• **THE INPUT**:
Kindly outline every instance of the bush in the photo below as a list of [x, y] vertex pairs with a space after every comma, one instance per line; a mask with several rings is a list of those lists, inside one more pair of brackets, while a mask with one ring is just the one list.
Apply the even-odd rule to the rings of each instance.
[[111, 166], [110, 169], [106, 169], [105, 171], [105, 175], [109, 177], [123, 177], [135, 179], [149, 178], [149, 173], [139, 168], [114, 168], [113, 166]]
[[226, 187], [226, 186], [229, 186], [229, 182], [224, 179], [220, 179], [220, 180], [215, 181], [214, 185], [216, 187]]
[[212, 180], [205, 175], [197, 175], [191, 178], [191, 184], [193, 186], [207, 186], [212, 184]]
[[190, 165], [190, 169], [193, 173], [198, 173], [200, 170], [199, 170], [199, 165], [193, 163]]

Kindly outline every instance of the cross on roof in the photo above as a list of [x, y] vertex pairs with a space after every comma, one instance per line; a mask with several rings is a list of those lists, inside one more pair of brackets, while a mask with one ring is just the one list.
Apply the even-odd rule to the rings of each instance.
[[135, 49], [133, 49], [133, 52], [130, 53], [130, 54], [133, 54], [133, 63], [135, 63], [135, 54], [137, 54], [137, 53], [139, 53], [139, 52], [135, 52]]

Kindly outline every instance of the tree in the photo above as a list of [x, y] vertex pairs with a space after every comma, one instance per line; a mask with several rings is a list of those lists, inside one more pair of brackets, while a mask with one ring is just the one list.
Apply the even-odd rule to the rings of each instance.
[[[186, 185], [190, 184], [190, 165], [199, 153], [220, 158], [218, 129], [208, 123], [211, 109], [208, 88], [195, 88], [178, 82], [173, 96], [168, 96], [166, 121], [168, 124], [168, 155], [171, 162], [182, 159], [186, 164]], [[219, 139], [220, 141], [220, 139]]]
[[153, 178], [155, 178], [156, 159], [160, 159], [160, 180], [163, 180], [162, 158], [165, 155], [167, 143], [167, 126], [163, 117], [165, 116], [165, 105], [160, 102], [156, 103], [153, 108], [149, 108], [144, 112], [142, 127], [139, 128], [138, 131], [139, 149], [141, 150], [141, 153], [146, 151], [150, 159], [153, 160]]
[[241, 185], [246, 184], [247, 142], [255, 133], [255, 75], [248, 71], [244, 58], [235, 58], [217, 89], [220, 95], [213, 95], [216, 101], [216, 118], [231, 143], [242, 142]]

• **INSTRUCTIONS FOR THE TASK**: Put the part that opens with the line containing "Kindly outline every instance of the cross" and closes with the line containing "52], [135, 52]]" into a Markdown table with the columns Row and Line, one numbered row per line, leaving out blank lines.

• **WRITTEN SOLUTION**:
| Row | Line |
|---|---|
| 1 | Kindly outline every instance of the cross on roof in the photo above as a list of [x, y] vertex pairs with a space after every comma, one instance per line; a mask with several rings is a list of those lists, inside one more pair of brackets, while a mask with one ring is just the one list. |
| 2 | Apply the even-odd rule to the rings of each instance. |
| 3 | [[135, 49], [133, 49], [133, 52], [130, 53], [130, 54], [133, 54], [133, 63], [135, 63], [135, 54], [137, 54], [137, 53], [139, 53], [139, 52], [135, 52]] |